> _The exercise_
Copy out the lines of the listing below word for word, starting at the line containing "Target: dirt clod" and ending at the line containing "column 167, row 191", with both of those lines included. Give only those lines.

> _Records for this exercise_
=-=-=
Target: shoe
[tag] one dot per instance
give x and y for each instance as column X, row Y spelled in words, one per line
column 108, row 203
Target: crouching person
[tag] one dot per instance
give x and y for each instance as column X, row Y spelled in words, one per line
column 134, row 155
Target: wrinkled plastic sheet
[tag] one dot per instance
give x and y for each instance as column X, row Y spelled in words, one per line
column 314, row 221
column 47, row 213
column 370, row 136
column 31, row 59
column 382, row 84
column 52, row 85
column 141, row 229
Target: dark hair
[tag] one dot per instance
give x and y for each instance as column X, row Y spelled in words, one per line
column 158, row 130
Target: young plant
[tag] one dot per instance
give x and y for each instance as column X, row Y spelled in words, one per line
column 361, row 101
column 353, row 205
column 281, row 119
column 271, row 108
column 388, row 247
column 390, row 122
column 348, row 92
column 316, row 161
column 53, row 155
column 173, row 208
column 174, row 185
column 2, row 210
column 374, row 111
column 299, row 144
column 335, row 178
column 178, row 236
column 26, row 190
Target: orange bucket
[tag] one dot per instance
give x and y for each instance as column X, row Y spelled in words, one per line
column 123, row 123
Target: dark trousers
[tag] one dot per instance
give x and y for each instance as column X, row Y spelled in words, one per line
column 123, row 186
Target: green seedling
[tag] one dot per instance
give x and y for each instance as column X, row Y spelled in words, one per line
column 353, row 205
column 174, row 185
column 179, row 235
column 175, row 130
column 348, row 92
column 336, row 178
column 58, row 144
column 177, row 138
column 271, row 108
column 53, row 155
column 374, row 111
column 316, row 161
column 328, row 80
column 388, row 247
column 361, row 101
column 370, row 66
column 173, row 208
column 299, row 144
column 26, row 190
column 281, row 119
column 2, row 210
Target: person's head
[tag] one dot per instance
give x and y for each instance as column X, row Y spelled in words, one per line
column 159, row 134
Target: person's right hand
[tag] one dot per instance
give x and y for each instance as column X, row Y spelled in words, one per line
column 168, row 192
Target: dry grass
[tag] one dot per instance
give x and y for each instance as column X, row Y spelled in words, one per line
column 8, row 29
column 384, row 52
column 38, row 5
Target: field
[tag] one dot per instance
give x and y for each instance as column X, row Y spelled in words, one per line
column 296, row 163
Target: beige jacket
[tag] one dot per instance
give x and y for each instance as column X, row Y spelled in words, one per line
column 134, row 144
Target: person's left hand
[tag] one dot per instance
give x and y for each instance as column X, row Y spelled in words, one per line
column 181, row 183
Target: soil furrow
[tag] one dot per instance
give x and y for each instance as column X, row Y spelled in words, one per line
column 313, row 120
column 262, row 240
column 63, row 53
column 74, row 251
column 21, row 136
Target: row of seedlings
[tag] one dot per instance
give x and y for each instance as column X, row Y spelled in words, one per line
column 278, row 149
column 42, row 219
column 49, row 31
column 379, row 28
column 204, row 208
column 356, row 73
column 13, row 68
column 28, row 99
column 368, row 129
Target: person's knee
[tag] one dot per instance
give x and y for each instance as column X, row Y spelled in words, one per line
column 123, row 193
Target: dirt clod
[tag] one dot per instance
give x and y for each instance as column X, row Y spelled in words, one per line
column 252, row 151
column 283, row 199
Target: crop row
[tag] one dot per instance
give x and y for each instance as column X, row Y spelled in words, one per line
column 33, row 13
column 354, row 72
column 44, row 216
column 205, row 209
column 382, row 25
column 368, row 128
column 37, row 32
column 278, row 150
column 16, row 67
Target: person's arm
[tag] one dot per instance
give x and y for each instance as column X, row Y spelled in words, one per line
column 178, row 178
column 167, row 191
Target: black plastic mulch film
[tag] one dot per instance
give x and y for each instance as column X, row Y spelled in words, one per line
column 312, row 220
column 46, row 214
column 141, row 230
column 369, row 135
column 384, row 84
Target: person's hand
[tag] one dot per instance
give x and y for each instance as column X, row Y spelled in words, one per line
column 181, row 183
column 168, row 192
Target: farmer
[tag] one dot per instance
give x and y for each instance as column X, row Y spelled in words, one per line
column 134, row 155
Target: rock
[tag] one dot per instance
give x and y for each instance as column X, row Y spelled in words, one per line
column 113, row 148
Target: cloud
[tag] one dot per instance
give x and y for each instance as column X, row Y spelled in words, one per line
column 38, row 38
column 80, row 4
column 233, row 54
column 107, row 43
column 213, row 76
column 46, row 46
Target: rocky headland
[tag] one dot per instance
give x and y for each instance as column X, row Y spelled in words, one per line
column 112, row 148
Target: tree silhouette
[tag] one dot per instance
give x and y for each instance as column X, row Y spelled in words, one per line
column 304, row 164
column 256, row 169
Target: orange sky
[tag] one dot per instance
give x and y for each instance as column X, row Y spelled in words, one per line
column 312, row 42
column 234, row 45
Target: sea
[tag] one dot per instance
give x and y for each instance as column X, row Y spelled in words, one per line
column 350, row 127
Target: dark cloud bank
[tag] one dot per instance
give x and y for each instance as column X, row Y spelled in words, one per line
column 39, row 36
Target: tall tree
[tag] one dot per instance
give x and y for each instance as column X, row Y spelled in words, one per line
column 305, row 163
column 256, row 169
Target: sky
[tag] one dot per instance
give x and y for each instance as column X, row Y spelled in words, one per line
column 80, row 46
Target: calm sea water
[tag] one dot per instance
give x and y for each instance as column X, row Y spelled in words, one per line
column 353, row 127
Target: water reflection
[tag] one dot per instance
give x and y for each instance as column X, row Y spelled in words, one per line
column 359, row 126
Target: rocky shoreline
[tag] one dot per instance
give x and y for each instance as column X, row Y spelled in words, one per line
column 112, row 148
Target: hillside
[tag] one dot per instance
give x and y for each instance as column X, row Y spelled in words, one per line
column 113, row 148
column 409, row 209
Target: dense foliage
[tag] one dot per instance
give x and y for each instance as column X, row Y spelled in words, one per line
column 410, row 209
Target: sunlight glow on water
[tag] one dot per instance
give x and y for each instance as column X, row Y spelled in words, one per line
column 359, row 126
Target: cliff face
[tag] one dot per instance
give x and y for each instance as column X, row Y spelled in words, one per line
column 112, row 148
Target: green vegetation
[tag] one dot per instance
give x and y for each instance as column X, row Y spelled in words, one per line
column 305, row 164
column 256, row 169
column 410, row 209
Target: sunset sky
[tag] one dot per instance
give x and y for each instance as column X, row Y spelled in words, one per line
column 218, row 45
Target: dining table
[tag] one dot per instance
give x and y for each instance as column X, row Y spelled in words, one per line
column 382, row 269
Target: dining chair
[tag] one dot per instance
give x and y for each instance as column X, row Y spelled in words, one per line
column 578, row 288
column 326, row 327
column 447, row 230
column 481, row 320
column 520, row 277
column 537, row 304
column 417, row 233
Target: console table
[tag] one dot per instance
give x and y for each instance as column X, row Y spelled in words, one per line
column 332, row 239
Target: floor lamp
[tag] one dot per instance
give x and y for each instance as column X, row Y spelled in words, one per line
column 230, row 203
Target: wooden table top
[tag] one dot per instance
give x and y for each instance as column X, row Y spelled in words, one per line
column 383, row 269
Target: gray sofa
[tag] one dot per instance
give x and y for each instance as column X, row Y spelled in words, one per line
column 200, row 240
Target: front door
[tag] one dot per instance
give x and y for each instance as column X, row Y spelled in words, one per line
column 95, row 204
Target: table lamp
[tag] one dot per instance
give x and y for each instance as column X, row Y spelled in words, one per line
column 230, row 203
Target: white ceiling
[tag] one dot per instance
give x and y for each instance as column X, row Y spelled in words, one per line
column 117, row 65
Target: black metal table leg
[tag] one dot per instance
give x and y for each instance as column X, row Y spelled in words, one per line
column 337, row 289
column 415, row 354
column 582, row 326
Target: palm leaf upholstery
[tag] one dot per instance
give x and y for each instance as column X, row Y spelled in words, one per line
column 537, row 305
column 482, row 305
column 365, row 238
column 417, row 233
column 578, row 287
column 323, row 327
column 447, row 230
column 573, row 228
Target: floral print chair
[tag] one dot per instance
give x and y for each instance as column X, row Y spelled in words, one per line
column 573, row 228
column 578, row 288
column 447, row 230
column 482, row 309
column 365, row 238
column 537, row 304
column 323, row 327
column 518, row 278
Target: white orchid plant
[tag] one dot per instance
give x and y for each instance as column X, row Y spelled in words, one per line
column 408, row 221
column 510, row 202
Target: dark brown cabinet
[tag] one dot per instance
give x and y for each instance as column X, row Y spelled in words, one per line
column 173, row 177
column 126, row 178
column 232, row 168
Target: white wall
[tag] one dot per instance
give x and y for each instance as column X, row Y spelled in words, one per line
=-=-=
> _The response_
Target: dirt clod
[tag] one dot per instance
give x and y for each instance as column X, row Y spelled in words, one per line
column 252, row 151
column 283, row 199
Target: crop row
[tag] one dot per instance
give x and y for each instance as column X, row Y spelled in words, one per line
column 33, row 13
column 354, row 72
column 44, row 216
column 205, row 209
column 382, row 25
column 368, row 128
column 37, row 32
column 278, row 150
column 16, row 67
Target: person's arm
[tag] one dot per instance
give x and y for each instance as column X, row Y spelled in words, one per line
column 178, row 178
column 167, row 191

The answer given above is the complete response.